Record excerpts
::::::
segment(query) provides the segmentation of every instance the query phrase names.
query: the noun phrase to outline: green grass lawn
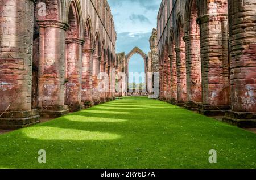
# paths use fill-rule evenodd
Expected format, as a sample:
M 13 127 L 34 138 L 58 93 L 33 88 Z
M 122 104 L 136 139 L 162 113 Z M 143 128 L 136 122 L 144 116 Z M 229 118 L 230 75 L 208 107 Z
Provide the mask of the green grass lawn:
M 208 162 L 210 149 L 217 164 Z M 256 134 L 125 97 L 0 135 L 0 168 L 256 168 L 255 149 Z

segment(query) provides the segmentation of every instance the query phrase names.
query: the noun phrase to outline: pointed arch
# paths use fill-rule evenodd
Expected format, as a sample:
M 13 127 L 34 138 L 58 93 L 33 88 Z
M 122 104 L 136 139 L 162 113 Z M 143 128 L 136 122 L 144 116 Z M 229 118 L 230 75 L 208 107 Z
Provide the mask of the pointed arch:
::::::
Written instruction
Set out every line of the data above as a numbered list, skipping blank lines and leaving out the pictures.

Output below
1. segment(query) provides the segmentation of every instance the query phrase names.
2. query: the noun phrase to outline: green grass lawn
3. # paths use fill-rule evenodd
4. Expected format, as a sample:
5. M 13 127 L 34 138 L 58 93 L 33 88 Z
6. M 122 104 L 136 139 L 162 113 Z M 143 128 L 136 122 L 144 116 Z M 229 118 L 230 75 L 208 107 Z
7. Provide the mask of the green grass lawn:
8. M 208 162 L 210 149 L 217 164 Z M 256 134 L 125 97 L 0 135 L 0 168 L 256 168 L 255 149 Z
9. segment(query) provides the segmentation of every instance the query phrase names.
10. query: the noun phrase to outline: pointed arch
11. # paths use fill-rule evenodd
12. Expected format, as a sample:
13. M 13 127 L 34 138 L 58 93 L 33 88 Z
14. M 122 104 L 136 139 L 162 113 Z M 143 128 L 136 122 L 144 116 Z M 229 118 L 230 75 L 208 107 Z
15. Provide the mask of the pointed arch:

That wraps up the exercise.